Reproduce the data below line for line, without changing anything.

Start of MATERIAL PROVIDED

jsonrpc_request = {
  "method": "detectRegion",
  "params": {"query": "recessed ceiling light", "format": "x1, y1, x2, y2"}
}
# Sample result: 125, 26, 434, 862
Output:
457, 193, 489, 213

End of MATERIAL PROVIDED

# [REPLY TO THE TASK]
jsonrpc_request = {
  "method": "detectRegion",
  "params": {"query": "recessed ceiling light", "format": "x1, y1, x2, y2"}
}
# Sample result: 125, 26, 434, 862
Output:
457, 193, 489, 213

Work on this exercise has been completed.